PAGE EXTRACT:
┌────────

I spent years in the white (and Christian) spaces that many of you are in or have come from. I must say, it is one of the most exhausting and confusing spaces ever. As an institution, it carries individuals to practice narratives of racial difference and embeds racial habits in the people that uphold and sustain the value gap—that white lives are valued more than non white lives.

And this is not simply in how one is carried to view people,  policing, power, politics, and patriotism but how one sees that they are God’s mechanism to save the world from the "secular"—i.e. everything non white, non conservative, non Christian, non patriotic. It’s almost a political movement with religious rhetoric.

It’s not simply carried by those but also by who one is around, who one votes for, who one reads, who one upholds as moral, beautiful, intelligent, courageous, worthy, across social, political, religious, cultural, and economic spheres. It continues to deeply embed the view that white people are God’s chosen to democratize and save the world, to lead and teach the word, to upend and shape the world.

That is the very embodiment of white supremacy—the practice and principle that white people are the center of existence and that every other person’s legitimacy is tested against their logic and litmus. As one of my professor friends told me, “it’s hard for someone to get it and change when their whole livelihood and identity is built and dependent on them NOT getting it.”

Sadly, you’re playing catch up. But courageously so, and for that, you should be thankful, but not satisfied. For every one of you, there are thousands not like you who have the power to negatively—and have—affect nonwhite people. You must realize that America doesn’t have a reconciliation problem, we have a racist problem.

└────────

Write out the passage on white Christian spaces word for word, starting at "That is the" and ending at "a racist problem.".

INFORMATION GIVEN:
┌────────

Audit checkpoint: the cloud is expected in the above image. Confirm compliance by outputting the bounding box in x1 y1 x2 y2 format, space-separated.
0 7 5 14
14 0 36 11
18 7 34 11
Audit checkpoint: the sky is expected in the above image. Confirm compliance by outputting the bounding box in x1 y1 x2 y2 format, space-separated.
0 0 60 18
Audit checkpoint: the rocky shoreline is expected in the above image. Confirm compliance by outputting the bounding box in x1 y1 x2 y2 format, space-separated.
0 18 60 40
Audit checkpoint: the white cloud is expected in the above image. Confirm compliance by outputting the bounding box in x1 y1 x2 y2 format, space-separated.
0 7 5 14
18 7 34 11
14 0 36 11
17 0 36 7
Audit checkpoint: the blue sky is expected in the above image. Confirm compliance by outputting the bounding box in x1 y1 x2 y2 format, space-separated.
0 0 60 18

└────────
┌────────

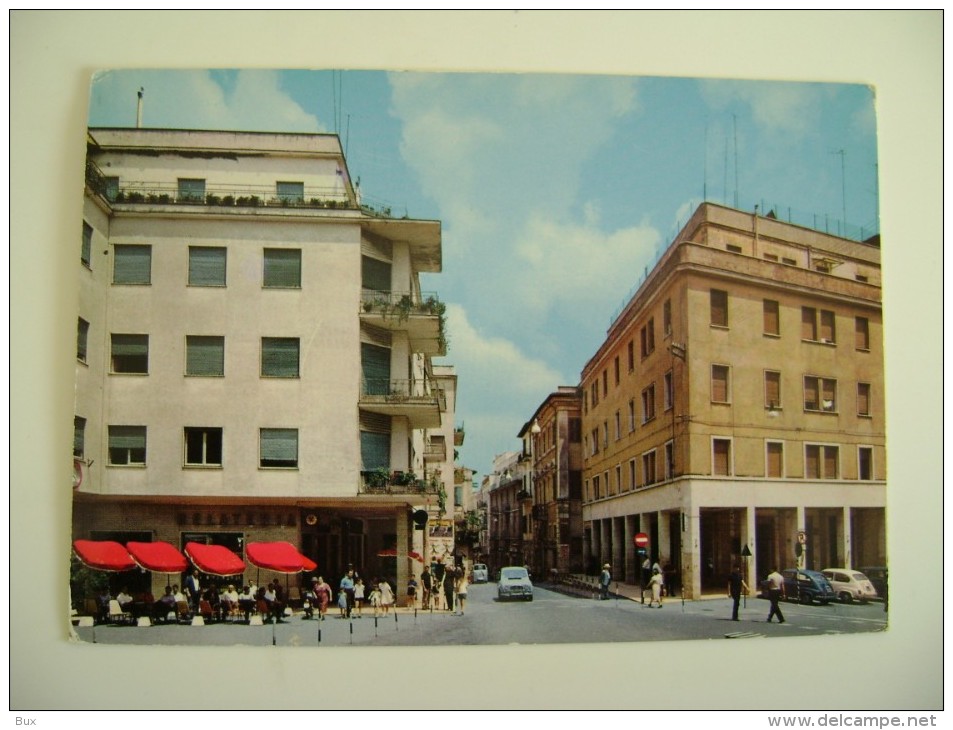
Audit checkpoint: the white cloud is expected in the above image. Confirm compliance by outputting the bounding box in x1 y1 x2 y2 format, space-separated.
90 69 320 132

└────────
┌────────

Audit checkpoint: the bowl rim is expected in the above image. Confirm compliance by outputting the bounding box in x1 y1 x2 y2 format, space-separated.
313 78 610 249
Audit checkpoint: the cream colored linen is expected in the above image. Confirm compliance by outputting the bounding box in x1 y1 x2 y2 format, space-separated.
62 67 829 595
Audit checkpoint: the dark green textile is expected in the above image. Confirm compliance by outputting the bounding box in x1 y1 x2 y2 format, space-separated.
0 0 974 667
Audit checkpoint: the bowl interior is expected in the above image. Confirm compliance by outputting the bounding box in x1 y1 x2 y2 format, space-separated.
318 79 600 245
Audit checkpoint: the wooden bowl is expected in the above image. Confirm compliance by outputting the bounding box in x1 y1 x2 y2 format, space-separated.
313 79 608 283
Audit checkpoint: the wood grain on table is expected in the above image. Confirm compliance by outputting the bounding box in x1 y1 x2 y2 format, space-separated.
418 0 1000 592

└────────

THE SOLUTION:
That is the very embodiment of white supremacy—the practice and principle that white people are the center of existence and that every other person’s legitimacy is tested against their logic and litmus. As one of my professor friends told me, “it’s hard for someone to get it and change when their whole livelihood and identity is built and dependent on them NOT getting it.”

Sadly, you’re playing catch up. But courageously so, and for that, you should be thankful, but not satisfied. For every one of you, there are thousands not like you who have the power to negatively—and have—affect nonwhite people. You must realize that America doesn’t have a reconciliation problem, we have a racist problem.